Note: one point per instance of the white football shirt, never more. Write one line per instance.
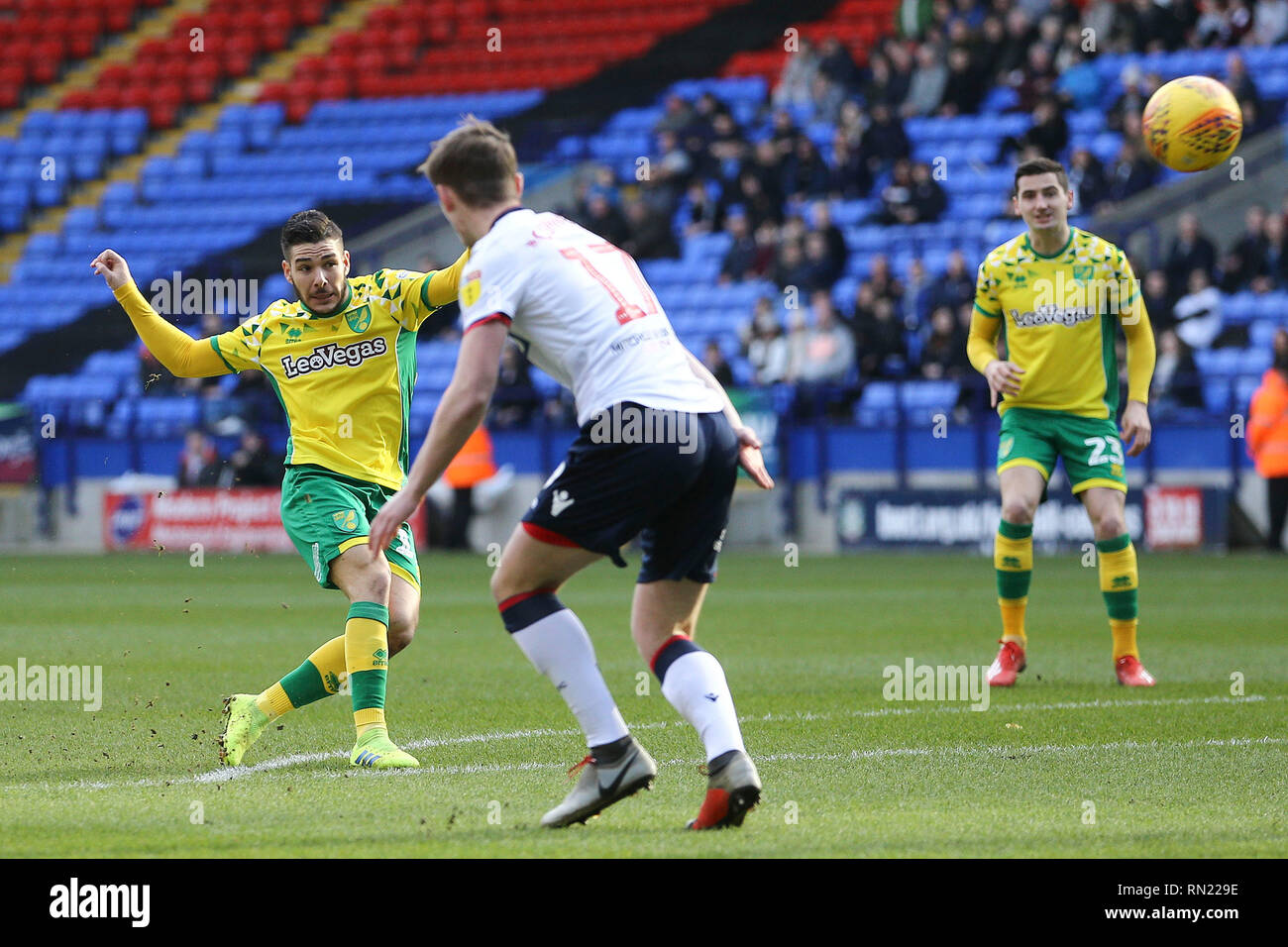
(581, 312)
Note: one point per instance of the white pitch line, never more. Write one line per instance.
(477, 768)
(230, 774)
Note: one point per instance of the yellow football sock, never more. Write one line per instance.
(1013, 620)
(1119, 585)
(317, 678)
(1013, 560)
(366, 655)
(1125, 637)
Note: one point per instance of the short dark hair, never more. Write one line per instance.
(1039, 166)
(308, 227)
(476, 159)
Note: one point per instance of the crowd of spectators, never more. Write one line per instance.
(769, 192)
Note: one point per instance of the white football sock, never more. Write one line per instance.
(696, 685)
(561, 648)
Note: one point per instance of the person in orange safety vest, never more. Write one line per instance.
(473, 466)
(1267, 438)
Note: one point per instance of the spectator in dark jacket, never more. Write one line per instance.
(200, 464)
(1087, 180)
(820, 218)
(716, 364)
(1158, 300)
(604, 219)
(823, 268)
(1131, 171)
(849, 176)
(881, 347)
(927, 197)
(1247, 258)
(649, 232)
(966, 84)
(884, 141)
(741, 256)
(1176, 376)
(837, 64)
(944, 354)
(954, 286)
(515, 399)
(253, 464)
(804, 171)
(791, 268)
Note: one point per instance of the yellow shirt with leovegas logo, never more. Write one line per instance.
(1060, 315)
(346, 379)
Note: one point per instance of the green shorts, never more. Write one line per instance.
(1090, 446)
(326, 513)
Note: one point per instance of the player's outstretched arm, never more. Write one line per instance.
(1136, 431)
(750, 458)
(459, 412)
(183, 356)
(1004, 377)
(445, 283)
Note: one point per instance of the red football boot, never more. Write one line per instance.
(1131, 673)
(1009, 663)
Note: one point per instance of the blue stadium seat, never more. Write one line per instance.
(877, 405)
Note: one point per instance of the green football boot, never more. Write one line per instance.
(244, 722)
(377, 751)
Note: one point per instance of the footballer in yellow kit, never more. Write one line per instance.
(342, 360)
(1061, 294)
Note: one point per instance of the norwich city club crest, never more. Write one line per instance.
(359, 320)
(472, 289)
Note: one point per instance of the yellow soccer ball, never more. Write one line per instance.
(1192, 124)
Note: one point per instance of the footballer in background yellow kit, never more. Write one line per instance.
(1061, 292)
(342, 360)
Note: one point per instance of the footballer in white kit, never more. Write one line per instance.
(657, 458)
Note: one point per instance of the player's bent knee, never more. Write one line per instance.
(1019, 512)
(500, 586)
(400, 633)
(1111, 526)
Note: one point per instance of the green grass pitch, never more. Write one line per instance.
(1186, 768)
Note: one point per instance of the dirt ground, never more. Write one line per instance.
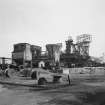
(82, 91)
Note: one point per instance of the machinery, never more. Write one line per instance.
(45, 76)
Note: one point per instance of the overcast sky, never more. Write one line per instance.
(41, 22)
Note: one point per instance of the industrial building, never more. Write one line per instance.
(76, 54)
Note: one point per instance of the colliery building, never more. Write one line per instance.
(76, 54)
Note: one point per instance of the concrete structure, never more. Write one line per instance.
(54, 51)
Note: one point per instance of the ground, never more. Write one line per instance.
(82, 91)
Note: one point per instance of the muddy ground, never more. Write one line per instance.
(82, 91)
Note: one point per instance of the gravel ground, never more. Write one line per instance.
(83, 91)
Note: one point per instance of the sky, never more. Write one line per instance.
(42, 22)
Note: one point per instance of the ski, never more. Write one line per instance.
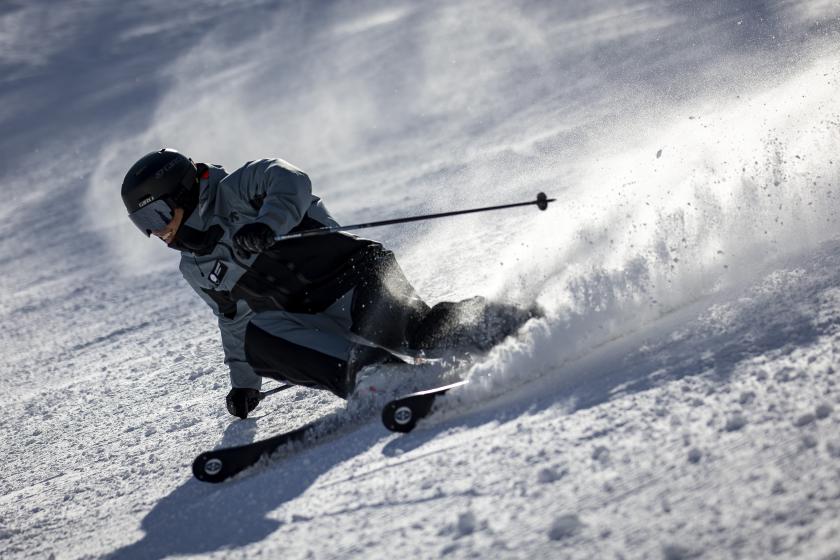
(220, 464)
(402, 414)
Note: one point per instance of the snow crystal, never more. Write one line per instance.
(466, 524)
(809, 441)
(823, 411)
(601, 454)
(676, 552)
(548, 475)
(694, 455)
(564, 526)
(735, 422)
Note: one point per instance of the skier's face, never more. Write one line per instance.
(167, 234)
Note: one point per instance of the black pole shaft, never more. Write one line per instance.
(541, 202)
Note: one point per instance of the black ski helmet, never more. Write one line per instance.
(157, 184)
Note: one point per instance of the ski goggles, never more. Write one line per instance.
(153, 216)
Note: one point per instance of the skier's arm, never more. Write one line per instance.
(282, 192)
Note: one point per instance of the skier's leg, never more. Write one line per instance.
(471, 323)
(385, 307)
(300, 356)
(304, 349)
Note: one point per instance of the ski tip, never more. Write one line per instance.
(543, 200)
(207, 468)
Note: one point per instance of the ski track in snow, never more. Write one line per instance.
(679, 400)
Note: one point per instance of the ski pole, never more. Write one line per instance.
(541, 203)
(264, 394)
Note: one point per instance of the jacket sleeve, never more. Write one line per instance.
(233, 320)
(281, 192)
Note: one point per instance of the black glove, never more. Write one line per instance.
(241, 401)
(253, 238)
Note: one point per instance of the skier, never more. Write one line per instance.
(311, 311)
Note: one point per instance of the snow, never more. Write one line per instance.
(679, 399)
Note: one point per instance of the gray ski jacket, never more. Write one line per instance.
(303, 276)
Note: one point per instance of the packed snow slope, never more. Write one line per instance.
(679, 399)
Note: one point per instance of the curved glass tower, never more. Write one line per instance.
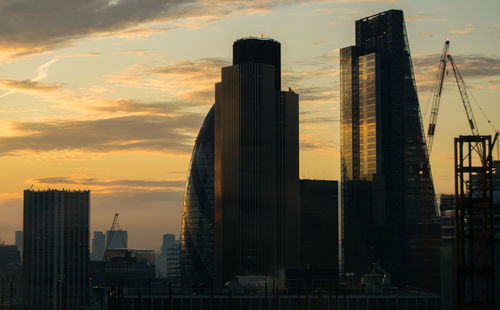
(197, 237)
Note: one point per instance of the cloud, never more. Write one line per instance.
(27, 85)
(162, 133)
(471, 67)
(176, 78)
(465, 30)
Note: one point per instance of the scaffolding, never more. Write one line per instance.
(474, 222)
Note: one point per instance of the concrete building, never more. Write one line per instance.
(319, 224)
(19, 241)
(256, 165)
(10, 274)
(56, 249)
(98, 245)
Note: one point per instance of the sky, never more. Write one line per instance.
(109, 95)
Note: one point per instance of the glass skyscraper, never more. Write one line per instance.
(256, 164)
(382, 150)
(197, 238)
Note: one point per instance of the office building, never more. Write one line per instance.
(197, 256)
(384, 194)
(448, 252)
(19, 241)
(119, 239)
(10, 275)
(133, 270)
(98, 245)
(56, 249)
(319, 224)
(256, 165)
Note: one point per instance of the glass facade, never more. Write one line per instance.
(197, 238)
(383, 192)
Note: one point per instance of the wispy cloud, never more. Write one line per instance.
(465, 30)
(171, 132)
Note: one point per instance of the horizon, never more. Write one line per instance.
(113, 107)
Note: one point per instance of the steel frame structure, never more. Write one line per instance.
(474, 222)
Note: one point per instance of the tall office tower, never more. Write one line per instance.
(256, 165)
(98, 245)
(448, 253)
(56, 249)
(119, 239)
(496, 227)
(19, 241)
(319, 224)
(10, 274)
(197, 257)
(384, 195)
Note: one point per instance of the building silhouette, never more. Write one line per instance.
(56, 249)
(197, 256)
(10, 275)
(119, 239)
(256, 165)
(98, 245)
(19, 241)
(382, 152)
(319, 224)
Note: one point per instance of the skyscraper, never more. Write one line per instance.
(98, 245)
(256, 164)
(382, 149)
(56, 249)
(19, 241)
(319, 224)
(117, 239)
(197, 257)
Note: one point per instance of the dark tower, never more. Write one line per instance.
(256, 165)
(382, 188)
(56, 249)
(198, 229)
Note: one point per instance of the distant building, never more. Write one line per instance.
(98, 245)
(56, 249)
(256, 165)
(198, 230)
(19, 241)
(173, 261)
(170, 251)
(448, 252)
(131, 269)
(382, 152)
(119, 239)
(319, 224)
(10, 273)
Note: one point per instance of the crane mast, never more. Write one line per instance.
(462, 88)
(436, 98)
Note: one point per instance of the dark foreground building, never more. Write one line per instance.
(306, 301)
(197, 257)
(56, 249)
(382, 153)
(256, 165)
(319, 224)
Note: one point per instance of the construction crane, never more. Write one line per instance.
(436, 98)
(114, 226)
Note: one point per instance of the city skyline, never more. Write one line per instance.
(114, 109)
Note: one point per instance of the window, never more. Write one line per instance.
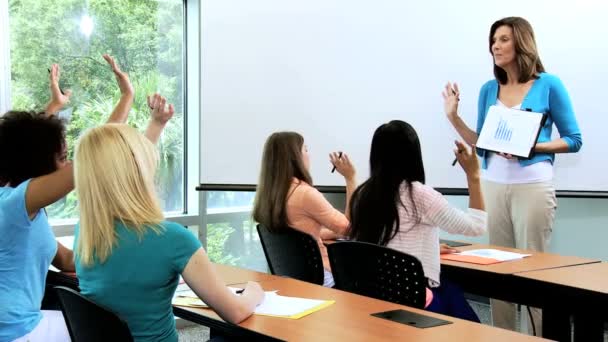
(147, 40)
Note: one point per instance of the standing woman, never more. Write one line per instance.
(519, 193)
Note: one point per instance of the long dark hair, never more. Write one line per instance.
(281, 162)
(30, 143)
(526, 52)
(395, 158)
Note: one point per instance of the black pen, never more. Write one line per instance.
(455, 159)
(339, 156)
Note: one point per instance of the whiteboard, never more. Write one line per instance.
(334, 70)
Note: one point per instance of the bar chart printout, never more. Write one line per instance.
(510, 131)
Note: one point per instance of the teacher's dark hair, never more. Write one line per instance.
(526, 52)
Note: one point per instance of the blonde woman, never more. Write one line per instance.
(285, 196)
(128, 259)
(34, 173)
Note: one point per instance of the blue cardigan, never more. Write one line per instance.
(547, 95)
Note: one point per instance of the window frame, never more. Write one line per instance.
(191, 53)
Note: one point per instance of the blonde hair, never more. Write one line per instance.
(114, 167)
(281, 162)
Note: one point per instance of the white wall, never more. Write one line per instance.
(336, 69)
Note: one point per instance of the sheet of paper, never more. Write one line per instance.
(273, 304)
(276, 305)
(509, 130)
(494, 254)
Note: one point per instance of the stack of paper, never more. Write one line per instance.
(484, 256)
(273, 304)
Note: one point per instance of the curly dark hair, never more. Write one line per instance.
(30, 143)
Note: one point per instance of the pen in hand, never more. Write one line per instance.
(334, 168)
(61, 90)
(456, 159)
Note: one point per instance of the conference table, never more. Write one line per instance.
(579, 291)
(348, 319)
(508, 281)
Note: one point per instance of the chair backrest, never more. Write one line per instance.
(379, 272)
(88, 321)
(293, 254)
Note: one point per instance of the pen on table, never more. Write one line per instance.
(334, 168)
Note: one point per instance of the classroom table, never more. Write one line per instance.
(500, 281)
(348, 319)
(579, 291)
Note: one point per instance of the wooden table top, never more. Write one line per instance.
(536, 261)
(348, 319)
(591, 277)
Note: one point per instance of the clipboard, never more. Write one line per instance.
(511, 131)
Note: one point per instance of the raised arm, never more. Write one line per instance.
(347, 170)
(159, 116)
(122, 108)
(48, 189)
(451, 97)
(64, 259)
(442, 214)
(58, 98)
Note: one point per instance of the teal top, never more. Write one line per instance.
(547, 95)
(138, 280)
(27, 248)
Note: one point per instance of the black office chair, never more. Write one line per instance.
(379, 272)
(88, 321)
(293, 254)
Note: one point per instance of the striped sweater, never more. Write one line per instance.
(419, 229)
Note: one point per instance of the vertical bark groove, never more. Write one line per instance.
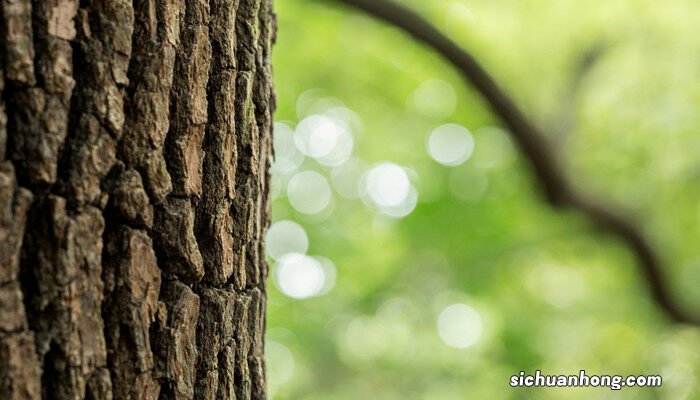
(134, 147)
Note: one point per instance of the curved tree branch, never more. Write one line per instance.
(557, 188)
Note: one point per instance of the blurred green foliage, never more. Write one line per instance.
(548, 291)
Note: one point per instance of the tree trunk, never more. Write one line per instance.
(135, 140)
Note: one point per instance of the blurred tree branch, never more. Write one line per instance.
(564, 121)
(559, 191)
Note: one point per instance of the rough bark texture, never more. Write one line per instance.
(135, 138)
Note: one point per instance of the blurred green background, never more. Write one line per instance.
(412, 254)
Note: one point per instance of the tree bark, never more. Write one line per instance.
(135, 139)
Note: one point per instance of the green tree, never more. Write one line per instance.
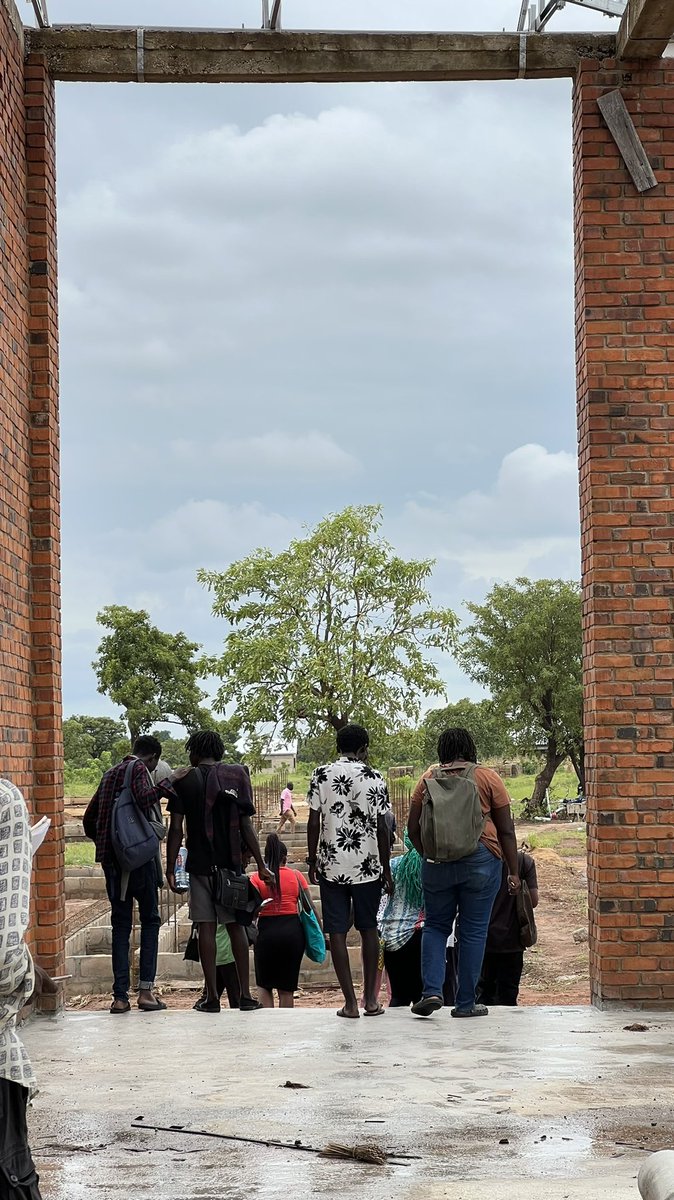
(104, 731)
(524, 645)
(78, 744)
(150, 675)
(331, 630)
(481, 718)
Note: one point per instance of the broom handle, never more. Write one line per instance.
(226, 1137)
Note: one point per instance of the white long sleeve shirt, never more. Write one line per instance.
(17, 975)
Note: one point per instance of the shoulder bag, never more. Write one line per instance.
(314, 941)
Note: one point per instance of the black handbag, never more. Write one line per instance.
(192, 948)
(229, 889)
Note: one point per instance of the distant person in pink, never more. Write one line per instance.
(287, 810)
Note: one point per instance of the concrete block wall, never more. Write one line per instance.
(30, 658)
(625, 365)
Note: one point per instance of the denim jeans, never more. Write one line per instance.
(142, 888)
(467, 887)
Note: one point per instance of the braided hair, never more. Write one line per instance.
(456, 745)
(276, 852)
(205, 744)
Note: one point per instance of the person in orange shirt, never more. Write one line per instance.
(467, 886)
(281, 941)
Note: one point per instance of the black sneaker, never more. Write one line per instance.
(250, 1005)
(476, 1011)
(426, 1006)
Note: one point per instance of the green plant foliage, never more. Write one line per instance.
(150, 675)
(524, 645)
(335, 629)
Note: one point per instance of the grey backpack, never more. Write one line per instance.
(451, 815)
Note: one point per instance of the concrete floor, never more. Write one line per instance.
(566, 1086)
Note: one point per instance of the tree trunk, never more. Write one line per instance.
(577, 755)
(545, 777)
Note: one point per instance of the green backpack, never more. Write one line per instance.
(451, 815)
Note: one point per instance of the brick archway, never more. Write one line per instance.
(625, 351)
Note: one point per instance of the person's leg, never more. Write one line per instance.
(366, 899)
(336, 904)
(510, 973)
(488, 983)
(369, 939)
(208, 959)
(227, 978)
(121, 917)
(241, 951)
(480, 880)
(144, 888)
(440, 894)
(16, 1161)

> **WORK ITEM**: Word for word, restate only the lines from the one containing "orange shirt, never" through the last line of the entries, with both ends kept.

> **SOLUTION BELOW**:
Note: one point per instance of the person in orange shirt, never more. Write one line per instance.
(467, 886)
(281, 941)
Note: one point per instance of the black sneaker, never more. Write one line per instance.
(250, 1005)
(476, 1011)
(426, 1006)
Note: one point per instance of the green plant foliage, never more. Write one line per instance.
(150, 675)
(524, 645)
(335, 629)
Note: one point per instance of the grey backpack, never more. Write one line per instance.
(451, 815)
Note: one point per instance of the concrete floor, never more. Write one line per instance.
(566, 1086)
Note: one point per instance of the tree trunk, never more. Write one line per instance.
(577, 755)
(545, 777)
Note: one point per instance of the green backpack, never more. Write one line per instance.
(451, 815)
Note: one point per instance of the brick archway, never more. Write one line per instance.
(625, 351)
Note: one point per instance of the person's leg, never more. Write one line per instance.
(366, 899)
(336, 904)
(510, 973)
(488, 983)
(369, 939)
(208, 959)
(227, 978)
(121, 917)
(241, 951)
(480, 880)
(144, 888)
(440, 894)
(16, 1161)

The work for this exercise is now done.